• Required task:
Scale the stretch of items from the line containing "for the potted" through the line containing "121 99 214 160", both lines included. Reproduce every line in that stretch in full, multiplying each bounding-box coordinate by 1.6 and rounding to the nearest whole number, with halves rounded up. Give only those lines.

• Dataset extract:
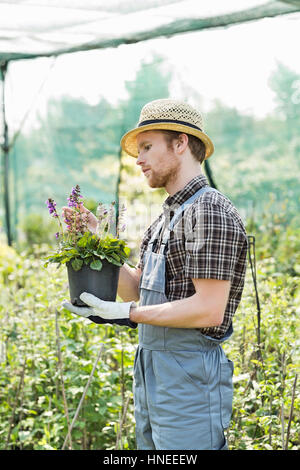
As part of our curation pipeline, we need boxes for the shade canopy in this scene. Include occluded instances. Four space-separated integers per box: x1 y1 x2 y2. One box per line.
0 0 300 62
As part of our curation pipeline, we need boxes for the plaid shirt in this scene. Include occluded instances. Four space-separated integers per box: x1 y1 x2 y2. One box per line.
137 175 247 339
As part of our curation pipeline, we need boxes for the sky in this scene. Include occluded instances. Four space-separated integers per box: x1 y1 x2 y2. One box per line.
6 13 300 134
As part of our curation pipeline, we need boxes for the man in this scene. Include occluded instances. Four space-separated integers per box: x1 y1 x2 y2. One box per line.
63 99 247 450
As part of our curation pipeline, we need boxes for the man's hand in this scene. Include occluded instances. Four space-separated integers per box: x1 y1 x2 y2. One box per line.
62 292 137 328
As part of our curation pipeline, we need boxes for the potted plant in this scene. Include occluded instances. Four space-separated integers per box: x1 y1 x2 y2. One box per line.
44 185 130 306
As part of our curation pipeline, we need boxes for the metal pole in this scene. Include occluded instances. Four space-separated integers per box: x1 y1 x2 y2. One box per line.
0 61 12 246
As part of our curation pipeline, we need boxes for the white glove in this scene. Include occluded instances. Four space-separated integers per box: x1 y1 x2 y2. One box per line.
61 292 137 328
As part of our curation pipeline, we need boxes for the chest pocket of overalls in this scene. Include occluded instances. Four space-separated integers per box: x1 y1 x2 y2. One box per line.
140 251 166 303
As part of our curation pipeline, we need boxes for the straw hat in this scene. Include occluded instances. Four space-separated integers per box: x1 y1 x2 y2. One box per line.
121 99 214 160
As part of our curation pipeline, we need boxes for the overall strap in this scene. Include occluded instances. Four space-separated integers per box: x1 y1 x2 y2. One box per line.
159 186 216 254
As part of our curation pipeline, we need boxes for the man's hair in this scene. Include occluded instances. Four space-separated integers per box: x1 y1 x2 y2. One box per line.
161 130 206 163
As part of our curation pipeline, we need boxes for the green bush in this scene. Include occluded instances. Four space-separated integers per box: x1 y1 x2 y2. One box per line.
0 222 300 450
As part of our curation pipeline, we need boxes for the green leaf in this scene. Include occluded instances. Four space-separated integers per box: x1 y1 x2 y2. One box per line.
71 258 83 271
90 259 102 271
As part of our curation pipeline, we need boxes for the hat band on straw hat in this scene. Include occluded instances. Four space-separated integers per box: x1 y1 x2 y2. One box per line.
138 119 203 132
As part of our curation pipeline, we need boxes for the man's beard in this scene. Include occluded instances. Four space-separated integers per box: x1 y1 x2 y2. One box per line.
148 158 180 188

• Answer to this exercise:
As part of our curation pipeline, we need boxes for the potted plant in this scene. Include occluded instances. Four space-separated integers per box: x1 y1 x2 y2. One box per line.
70 296 208 490
As part of our curation pipeline, we need boxes for the metal pole in this scene. Include occluded instances. Four space-separated integers per box: x1 y1 x2 y2. One box per line.
0 98 19 394
As part of our curation pipeline, we need boxes for the white glove in this scene. Include occluded instances. Four space-separated integers per box: x1 y1 x2 y2. One box per line.
98 467 219 525
As part of our curation pipeline, we need boxes for the chest pocket of overalls in this scene. Include occluded instances. Four space-separated integers per box: x1 y1 x2 y2. One box per line.
224 402 266 485
As part of our curation pipeline, we need boxes for the straw hat in this scene. Include occluded instances. Four space-separated integers per box: x1 y1 x2 y2. One box per line.
194 158 342 256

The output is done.